=== Source excerpt ===

The 500-millibar map from May 28, 2023. Courtesy of National Weather Service.
The 500-millibar map from May 28, 2023. Courtesy of National Weather Service.

Setups for weather events are rarely unique, but more typically a copy or close replica of something that happened before. Analogs — similar or nearly identical patterns of high and low pressure in the past — can often be effective in forecasting weather in the near future.

The low was stronger and even more stuck in 2020, resulting in a constant flow of steady moisture over our region for four days, with some 8 to 12 inch amounts along the Blue Ridge from Roanoke southward. (See the second section of this column for discussion of rain amounts earliker this week from a shorter, but more intense, burst of rain on much of our region.)

Late spring and early summer 2020 had a propensity for similar cut-off or blocked-in upper-level lows, with three more affecting our region into early July, though none as richly moist as the first one.

=== Supplied data ===

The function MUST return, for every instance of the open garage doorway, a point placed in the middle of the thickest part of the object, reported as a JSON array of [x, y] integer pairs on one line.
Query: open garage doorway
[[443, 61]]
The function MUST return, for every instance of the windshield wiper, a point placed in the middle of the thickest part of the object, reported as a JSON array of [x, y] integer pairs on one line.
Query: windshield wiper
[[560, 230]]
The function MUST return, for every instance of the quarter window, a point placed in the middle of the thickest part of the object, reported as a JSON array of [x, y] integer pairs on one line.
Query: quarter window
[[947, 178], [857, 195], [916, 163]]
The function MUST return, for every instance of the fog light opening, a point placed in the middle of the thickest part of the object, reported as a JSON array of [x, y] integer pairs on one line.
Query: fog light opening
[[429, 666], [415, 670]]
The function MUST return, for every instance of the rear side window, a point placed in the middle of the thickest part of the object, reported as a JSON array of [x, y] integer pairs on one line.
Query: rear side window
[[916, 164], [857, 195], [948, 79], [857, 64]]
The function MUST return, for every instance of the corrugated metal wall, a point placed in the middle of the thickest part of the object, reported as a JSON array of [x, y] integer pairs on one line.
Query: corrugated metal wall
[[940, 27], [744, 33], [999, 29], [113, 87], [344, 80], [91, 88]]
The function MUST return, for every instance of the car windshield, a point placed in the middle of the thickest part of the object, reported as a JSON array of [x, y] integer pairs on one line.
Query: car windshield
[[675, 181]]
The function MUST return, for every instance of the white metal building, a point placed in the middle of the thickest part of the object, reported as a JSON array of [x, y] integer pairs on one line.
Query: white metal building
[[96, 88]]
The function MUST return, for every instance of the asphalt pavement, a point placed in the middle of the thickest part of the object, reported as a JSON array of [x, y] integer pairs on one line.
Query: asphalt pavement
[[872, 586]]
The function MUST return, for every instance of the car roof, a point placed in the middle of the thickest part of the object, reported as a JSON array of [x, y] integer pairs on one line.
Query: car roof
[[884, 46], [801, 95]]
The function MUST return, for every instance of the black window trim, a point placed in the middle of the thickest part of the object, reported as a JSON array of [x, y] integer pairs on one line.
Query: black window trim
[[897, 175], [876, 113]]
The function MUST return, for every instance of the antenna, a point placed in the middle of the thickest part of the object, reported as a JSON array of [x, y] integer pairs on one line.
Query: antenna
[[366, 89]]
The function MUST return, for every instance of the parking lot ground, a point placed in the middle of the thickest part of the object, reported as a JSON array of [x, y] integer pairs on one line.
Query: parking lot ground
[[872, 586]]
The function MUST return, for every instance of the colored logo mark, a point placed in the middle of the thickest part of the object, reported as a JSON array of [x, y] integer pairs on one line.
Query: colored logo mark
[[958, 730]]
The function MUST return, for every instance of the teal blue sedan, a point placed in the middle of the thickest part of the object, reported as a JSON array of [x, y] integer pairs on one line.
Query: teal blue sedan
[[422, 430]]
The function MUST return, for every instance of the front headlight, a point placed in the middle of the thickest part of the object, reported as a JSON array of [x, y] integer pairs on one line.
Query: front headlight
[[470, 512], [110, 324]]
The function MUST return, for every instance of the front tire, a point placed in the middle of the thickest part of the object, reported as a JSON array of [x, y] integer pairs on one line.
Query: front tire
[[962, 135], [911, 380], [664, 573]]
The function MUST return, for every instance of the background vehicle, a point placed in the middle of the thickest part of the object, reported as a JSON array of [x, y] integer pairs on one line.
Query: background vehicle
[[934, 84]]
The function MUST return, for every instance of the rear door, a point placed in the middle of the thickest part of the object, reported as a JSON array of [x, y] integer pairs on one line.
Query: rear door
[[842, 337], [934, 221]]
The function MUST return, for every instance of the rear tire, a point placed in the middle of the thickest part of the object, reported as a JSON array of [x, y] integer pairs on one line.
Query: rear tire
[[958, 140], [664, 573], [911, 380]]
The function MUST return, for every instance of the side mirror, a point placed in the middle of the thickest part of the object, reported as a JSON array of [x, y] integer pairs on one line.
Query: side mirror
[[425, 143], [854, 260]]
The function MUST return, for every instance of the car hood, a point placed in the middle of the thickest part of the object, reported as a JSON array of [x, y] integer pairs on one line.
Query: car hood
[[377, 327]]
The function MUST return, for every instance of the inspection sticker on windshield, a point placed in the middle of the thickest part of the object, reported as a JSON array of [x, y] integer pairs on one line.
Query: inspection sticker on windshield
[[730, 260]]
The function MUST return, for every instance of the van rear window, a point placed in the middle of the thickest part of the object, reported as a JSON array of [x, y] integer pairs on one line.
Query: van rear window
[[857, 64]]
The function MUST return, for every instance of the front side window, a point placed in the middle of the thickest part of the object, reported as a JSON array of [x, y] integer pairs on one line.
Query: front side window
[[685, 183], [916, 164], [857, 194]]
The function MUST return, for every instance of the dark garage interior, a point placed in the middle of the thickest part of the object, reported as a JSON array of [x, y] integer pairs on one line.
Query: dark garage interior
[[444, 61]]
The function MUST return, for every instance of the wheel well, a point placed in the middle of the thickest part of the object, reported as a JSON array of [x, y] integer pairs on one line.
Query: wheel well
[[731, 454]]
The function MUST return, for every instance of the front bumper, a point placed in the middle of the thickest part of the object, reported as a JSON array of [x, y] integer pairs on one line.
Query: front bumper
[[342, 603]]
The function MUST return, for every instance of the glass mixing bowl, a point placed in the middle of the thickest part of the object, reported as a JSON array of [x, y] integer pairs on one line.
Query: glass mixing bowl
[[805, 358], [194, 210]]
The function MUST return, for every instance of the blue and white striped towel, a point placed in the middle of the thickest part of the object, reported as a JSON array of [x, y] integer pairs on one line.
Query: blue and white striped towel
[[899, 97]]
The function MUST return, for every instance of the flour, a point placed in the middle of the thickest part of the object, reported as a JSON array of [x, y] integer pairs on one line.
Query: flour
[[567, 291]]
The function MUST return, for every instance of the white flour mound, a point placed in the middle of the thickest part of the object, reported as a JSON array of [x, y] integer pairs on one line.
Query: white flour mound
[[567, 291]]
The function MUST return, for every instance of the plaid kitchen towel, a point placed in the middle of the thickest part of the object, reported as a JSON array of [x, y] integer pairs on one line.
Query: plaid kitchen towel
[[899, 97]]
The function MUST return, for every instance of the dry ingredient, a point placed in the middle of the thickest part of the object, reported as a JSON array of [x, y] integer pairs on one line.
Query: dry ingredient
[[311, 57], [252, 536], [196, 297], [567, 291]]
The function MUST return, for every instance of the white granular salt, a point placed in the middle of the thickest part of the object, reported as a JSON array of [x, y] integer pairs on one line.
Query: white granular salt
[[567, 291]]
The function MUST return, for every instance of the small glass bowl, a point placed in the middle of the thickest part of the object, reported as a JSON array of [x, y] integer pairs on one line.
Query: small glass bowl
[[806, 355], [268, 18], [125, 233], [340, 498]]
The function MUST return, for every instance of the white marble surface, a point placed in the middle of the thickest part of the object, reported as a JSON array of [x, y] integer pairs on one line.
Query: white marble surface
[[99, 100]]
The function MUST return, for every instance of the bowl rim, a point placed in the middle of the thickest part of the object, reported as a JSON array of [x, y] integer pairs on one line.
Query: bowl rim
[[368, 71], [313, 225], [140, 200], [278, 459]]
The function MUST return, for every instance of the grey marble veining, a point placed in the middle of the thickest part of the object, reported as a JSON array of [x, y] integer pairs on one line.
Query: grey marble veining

===

Reproduce the weather column passage from "The low was" to "the first one.".

Reply
The low was stronger and even more stuck in 2020, resulting in a constant flow of steady moisture over our region for four days, with some 8 to 12 inch amounts along the Blue Ridge from Roanoke southward. (See the second section of this column for discussion of rain amounts earliker this week from a shorter, but more intense, burst of rain on much of our region.)

Late spring and early summer 2020 had a propensity for similar cut-off or blocked-in upper-level lows, with three more affecting our region into early July, though none as richly moist as the first one.